# What to buy in France?



## Friant (Feb 10, 2008)

We are off to France later this week, firstly for a dash into Belgium for cigarettes (bad habit, not mine!) then to pick up some wine.
What else is good value at the moment please?


----------



## 91502 (May 1, 2005)

Nothing is cheap in France anymore except wine and fuel but just enjoy being there


----------



## Grizzly (May 9, 2005)

We don't do last minute shops in France any more. We can get pretty nearly everything we want locally, including French cheeses from an excellent local cheese shop, and for less than we'd pay in France. 

One thing I do stock up on, if I remember, are cartons of Knorr Bechamel sauce. The French ones seems to be nicer-tasting and they are extremely useful shortcuts when cooking in the van. 

G


----------



## tyreman1 (Apr 18, 2008)

William Saurin tinned meals available in most of the large supermarkets are fetching twice the price on amazon......stock up and make a fortune.


----------



## bognormike (May 10, 2005)

bonne maman jam
coffee - the real stuff is lots cheaper over there, for some reason they don't like instant! :lol:


----------



## HermanHymer (Dec 5, 2008)

Baguettes and croissants
Charcuterie (my favourites - jambon de Bayonne and Rosette brand Saucisson Sec or brawn in vinaigrette) - see what appeals at the deli counter
Escargot - prepared and frozen (supermarket)

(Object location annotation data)

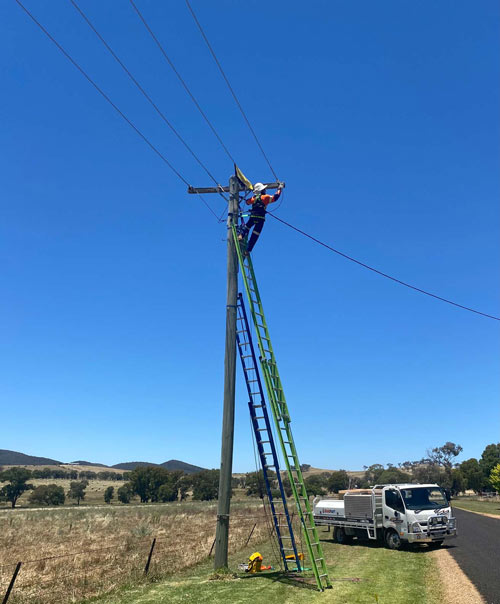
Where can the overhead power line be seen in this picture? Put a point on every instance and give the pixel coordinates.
(370, 268)
(182, 81)
(231, 89)
(106, 97)
(144, 93)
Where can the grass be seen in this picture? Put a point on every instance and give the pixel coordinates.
(73, 553)
(484, 506)
(361, 574)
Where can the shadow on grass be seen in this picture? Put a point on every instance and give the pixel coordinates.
(423, 548)
(285, 578)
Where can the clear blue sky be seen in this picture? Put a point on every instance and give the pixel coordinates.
(382, 118)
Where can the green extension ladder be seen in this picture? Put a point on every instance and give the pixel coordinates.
(282, 420)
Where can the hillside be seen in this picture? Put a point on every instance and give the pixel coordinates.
(175, 464)
(87, 463)
(132, 465)
(14, 458)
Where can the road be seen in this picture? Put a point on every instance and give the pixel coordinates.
(477, 551)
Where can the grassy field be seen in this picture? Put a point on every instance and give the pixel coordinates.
(69, 554)
(362, 574)
(485, 506)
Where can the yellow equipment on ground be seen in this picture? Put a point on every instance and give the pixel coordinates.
(255, 563)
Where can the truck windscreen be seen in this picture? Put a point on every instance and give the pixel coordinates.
(424, 498)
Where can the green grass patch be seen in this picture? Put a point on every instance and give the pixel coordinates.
(474, 505)
(361, 573)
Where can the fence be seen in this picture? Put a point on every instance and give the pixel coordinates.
(73, 576)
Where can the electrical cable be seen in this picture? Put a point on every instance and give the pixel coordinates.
(144, 93)
(382, 274)
(182, 81)
(106, 97)
(231, 89)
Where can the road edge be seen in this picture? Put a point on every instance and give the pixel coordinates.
(456, 585)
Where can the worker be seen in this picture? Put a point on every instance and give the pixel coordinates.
(259, 203)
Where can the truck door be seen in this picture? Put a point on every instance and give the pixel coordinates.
(394, 510)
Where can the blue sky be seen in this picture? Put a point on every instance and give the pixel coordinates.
(381, 118)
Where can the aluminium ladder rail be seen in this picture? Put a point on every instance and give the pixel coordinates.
(281, 416)
(263, 432)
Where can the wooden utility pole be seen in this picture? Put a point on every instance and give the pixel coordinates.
(226, 463)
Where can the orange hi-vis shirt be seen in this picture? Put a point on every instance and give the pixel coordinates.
(265, 200)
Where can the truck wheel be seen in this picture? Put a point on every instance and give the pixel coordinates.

OBJECTIVES>
a) Repeat the lines of the listing beginning at the line that has "Where can the road edge" and stopping after the final line of the listing.
b) Pick up the forum thread about what to buy in France and continue it from the point where it stops.

THE REPLIES>
a)
Where can the road edge be seen in this picture? Put a point on every instance and give the pixel coordinates.
(456, 585)
Where can the worker be seen in this picture? Put a point on every instance and give the pixel coordinates.
(259, 203)
Where can the truck door be seen in this picture? Put a point on every instance and give the pixel coordinates.
(394, 510)
Where can the blue sky be seen in this picture? Put a point on every instance and give the pixel coordinates.
(381, 118)
Where can the aluminium ladder rail be seen in this picture? Put a point on every instance and give the pixel coordinates.
(281, 416)
(263, 432)
Where can the wooden utility pole be seen in this picture? Put a point on every instance and give the pixel coordinates.
(226, 463)
Where can the orange hi-vis shirt be seen in this picture? Put a point on every instance and give the pixel coordinates.
(265, 200)
Where can the truck wheel be seen in this picture? Put a point on every instance and give the pixel coordinates.

b)
Toulouse sausage/merguez 
Veal
Duck breasts, 
French and Belgian biscuits
Cooked pink prawns from the fish counter
Fruit tarts (buy from patisserie preferably - supermarket stuff can be a few days old)
Spirits and liqueurs - try the local fortified wine products like Pineau de Charentes. Or Calvados.

Trawl the markets and the supermarkets. Eat yourself silly but don't bother to take anything home it doesn't taste as good. Savour the memories.


----------



## Grizzly (May 9, 2005)

Thanks Viv, forgot the confit de canard. We tried the supermarket own brand this year ( Carrefour, tin of 4) and they were very good. The duck fat is almost as good as the meat as it makes wonderful roast potatoes and keeps in the fridge forever.

G


----------



## HermanHymer (Dec 5, 2008)

Grizzly said:


> Thanks Viv, forgot the confit de canard. We tried the supermarket own brand this year ( Carrefour, tin of 4) and they were very good. The duck fat is almost as good as the meat as it makes wonderful roast potatoes and keeps in the fridge forever.
> 
> G


That's it! Thank you! I was trying to think of Confit but I couldn't get the word out of the brain cellar! Anyone who travels with me would have a gastronomic tour. That was my short list!

Oh yes... if you see any fresh, new season garlic in Normandy... buy a string of heads, it's out of this world!


----------



## 91502 (May 1, 2005)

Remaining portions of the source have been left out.